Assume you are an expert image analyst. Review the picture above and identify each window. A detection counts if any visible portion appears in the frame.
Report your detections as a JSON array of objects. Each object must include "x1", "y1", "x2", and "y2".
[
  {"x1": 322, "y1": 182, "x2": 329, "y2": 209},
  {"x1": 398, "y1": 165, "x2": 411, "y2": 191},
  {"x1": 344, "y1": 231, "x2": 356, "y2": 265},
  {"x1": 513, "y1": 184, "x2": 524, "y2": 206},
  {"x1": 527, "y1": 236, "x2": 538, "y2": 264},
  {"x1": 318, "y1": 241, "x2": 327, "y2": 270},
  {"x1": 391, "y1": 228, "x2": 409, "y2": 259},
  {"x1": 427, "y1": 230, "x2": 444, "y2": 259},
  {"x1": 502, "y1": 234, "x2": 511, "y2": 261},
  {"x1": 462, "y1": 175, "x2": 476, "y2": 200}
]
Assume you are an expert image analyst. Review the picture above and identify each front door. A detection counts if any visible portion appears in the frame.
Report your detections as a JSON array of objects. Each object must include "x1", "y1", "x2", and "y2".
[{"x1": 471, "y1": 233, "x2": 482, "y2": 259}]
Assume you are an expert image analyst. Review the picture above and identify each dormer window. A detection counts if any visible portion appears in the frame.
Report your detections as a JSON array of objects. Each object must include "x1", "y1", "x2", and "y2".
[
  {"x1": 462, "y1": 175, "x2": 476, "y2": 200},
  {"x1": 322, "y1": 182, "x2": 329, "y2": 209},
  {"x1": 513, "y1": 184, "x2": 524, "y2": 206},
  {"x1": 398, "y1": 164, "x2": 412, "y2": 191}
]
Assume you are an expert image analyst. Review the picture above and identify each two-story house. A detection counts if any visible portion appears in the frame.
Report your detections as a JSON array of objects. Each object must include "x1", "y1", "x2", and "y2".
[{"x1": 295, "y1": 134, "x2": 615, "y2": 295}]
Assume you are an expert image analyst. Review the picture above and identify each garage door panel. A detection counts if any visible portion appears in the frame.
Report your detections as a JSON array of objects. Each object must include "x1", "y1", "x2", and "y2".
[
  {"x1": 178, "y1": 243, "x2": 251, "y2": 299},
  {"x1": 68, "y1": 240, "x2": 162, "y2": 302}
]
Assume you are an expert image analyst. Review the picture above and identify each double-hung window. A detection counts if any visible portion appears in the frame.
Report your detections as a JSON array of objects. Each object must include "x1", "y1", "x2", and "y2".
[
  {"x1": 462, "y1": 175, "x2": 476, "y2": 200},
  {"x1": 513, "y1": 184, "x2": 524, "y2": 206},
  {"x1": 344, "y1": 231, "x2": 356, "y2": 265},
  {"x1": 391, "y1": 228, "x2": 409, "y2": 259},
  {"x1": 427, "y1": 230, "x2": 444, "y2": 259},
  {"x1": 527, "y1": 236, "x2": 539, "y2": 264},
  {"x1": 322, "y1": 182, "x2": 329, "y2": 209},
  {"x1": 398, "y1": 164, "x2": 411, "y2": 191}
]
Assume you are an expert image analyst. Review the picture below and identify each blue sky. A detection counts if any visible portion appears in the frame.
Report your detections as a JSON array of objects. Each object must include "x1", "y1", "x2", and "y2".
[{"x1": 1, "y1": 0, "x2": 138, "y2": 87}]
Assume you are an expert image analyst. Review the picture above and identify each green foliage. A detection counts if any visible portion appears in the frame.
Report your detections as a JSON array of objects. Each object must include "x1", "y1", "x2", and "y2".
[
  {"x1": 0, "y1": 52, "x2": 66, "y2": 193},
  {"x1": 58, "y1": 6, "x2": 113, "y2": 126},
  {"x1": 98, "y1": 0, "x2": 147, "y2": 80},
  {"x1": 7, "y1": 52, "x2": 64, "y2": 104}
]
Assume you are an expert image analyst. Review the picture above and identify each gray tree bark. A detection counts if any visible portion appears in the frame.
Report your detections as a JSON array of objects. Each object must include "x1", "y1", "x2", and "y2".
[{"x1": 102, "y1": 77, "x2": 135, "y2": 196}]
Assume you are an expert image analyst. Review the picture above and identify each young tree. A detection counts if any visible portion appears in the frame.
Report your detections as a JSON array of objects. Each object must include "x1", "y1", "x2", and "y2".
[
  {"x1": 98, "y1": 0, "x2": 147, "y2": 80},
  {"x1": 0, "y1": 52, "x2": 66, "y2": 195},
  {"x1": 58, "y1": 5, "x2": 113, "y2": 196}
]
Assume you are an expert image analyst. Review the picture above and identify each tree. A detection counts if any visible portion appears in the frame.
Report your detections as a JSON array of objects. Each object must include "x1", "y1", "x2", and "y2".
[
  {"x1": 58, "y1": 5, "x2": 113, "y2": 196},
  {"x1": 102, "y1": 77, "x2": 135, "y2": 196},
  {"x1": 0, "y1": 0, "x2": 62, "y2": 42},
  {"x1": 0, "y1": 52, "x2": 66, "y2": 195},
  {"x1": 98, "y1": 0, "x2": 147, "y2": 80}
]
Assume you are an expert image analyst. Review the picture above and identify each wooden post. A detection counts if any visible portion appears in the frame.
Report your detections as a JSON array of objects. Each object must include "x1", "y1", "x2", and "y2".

********

| YOUR GOAL |
Please give back all of the records exactly as written.

| THE SOLUTION |
Assume you are an expert image analyst. Review the picture above and identify each window. A detection counts if any visible portion appears in the frame.
Report your detections as a JSON array of objects. Each object must include "x1", "y1", "x2", and "y2".
[
  {"x1": 322, "y1": 182, "x2": 329, "y2": 209},
  {"x1": 398, "y1": 165, "x2": 411, "y2": 191},
  {"x1": 344, "y1": 231, "x2": 356, "y2": 265},
  {"x1": 513, "y1": 184, "x2": 524, "y2": 206},
  {"x1": 527, "y1": 236, "x2": 538, "y2": 264},
  {"x1": 318, "y1": 241, "x2": 327, "y2": 270},
  {"x1": 391, "y1": 228, "x2": 409, "y2": 259},
  {"x1": 427, "y1": 230, "x2": 444, "y2": 259},
  {"x1": 502, "y1": 234, "x2": 511, "y2": 261},
  {"x1": 462, "y1": 175, "x2": 476, "y2": 200}
]
Assume you are an expert image analyst. Review the picture above and identify each front door. A detection counts if any visible portion appears in the frame.
Report your detections as a JSON array of objects. Each object must include "x1", "y1", "x2", and "y2".
[{"x1": 471, "y1": 233, "x2": 482, "y2": 259}]
Assume you are an expert image analyst. Review the picture above and identify each dormer window. A detection counts if any visible portion appears in the frame.
Report your detections as a JSON array of objects. Each object must include "x1", "y1", "x2", and "y2".
[
  {"x1": 462, "y1": 175, "x2": 476, "y2": 200},
  {"x1": 322, "y1": 182, "x2": 329, "y2": 209},
  {"x1": 513, "y1": 184, "x2": 524, "y2": 206},
  {"x1": 398, "y1": 164, "x2": 412, "y2": 191}
]
Assume you are an expert image analyst. Review the picture above and identify each two-story house. A detection counts if any visible portion appears in the frame.
Report your detections as a JSON array of objects. Each object must include "x1", "y1", "x2", and "y2".
[{"x1": 295, "y1": 134, "x2": 615, "y2": 295}]
Assume you are an expert image analyst. Review the picture above and identify each garage door panel. A detection counts if any visible portion appears in the frame.
Report your detections as a JSON array of objects. Each object must include "x1", "y1", "x2", and "y2".
[
  {"x1": 178, "y1": 243, "x2": 251, "y2": 299},
  {"x1": 68, "y1": 240, "x2": 162, "y2": 302}
]
Assume you are an expert image analyst. Review the picture above and identify each double-hung window. A detection counts if any visible portion appears in the frame.
Report your detections as a JSON array of objects. Each object must include "x1", "y1", "x2", and "y2".
[
  {"x1": 462, "y1": 175, "x2": 476, "y2": 200},
  {"x1": 513, "y1": 184, "x2": 524, "y2": 206},
  {"x1": 344, "y1": 231, "x2": 356, "y2": 265},
  {"x1": 391, "y1": 228, "x2": 409, "y2": 259},
  {"x1": 427, "y1": 230, "x2": 444, "y2": 259},
  {"x1": 527, "y1": 236, "x2": 539, "y2": 264},
  {"x1": 322, "y1": 182, "x2": 329, "y2": 209},
  {"x1": 398, "y1": 164, "x2": 411, "y2": 191}
]
Assume you are an expert image analyst. Review the picture below and identify each blue sky. A detection counts if any visible portion appears in the frame.
Report your detections as a JSON array of objects. Each object must include "x1", "y1", "x2", and "y2".
[{"x1": 1, "y1": 0, "x2": 138, "y2": 87}]
Assume you are an expert image analyst. Review the picture above and identify each green foliage. A detection counts if any visible portion appears in the frame.
Report your detections as a JSON array of objects. Each object must include "x1", "y1", "x2", and "y2".
[
  {"x1": 0, "y1": 52, "x2": 66, "y2": 193},
  {"x1": 58, "y1": 6, "x2": 113, "y2": 126},
  {"x1": 98, "y1": 0, "x2": 147, "y2": 80},
  {"x1": 7, "y1": 52, "x2": 64, "y2": 104}
]
Assume you are an expert image analyst. Review the picture above and identify each gray tree bark. A detection counts if any visible portion appears in the frame.
Report your detections as a JSON array of objects. Each object must include "x1", "y1", "x2", and "y2".
[{"x1": 102, "y1": 77, "x2": 135, "y2": 196}]
Assume you are an expert image analyst. Review the picture above and identify each young tree. A detection counts if any visible portion appears in the frame.
Report your detections as a JSON array of objects. Each object must include "x1", "y1", "x2", and "y2".
[
  {"x1": 98, "y1": 0, "x2": 147, "y2": 80},
  {"x1": 0, "y1": 52, "x2": 66, "y2": 195},
  {"x1": 58, "y1": 5, "x2": 113, "y2": 196}
]
Assume you are an expert image analyst. Review the picture above and identify each tree. A detection counts if any visible portion appears in the frame.
Report your detections as a JSON array of objects. Each object must include "x1", "y1", "x2", and "y2".
[
  {"x1": 58, "y1": 5, "x2": 113, "y2": 196},
  {"x1": 102, "y1": 77, "x2": 135, "y2": 196},
  {"x1": 0, "y1": 0, "x2": 62, "y2": 42},
  {"x1": 0, "y1": 52, "x2": 66, "y2": 195},
  {"x1": 98, "y1": 0, "x2": 147, "y2": 80}
]
Assume you are an expert image analyst. Review the picture above and identify each wooden post. A detection counts if any visible portion appears in the frame.
Report your detections as a JSON array of objects. Each object must include "x1", "y1", "x2", and "y2".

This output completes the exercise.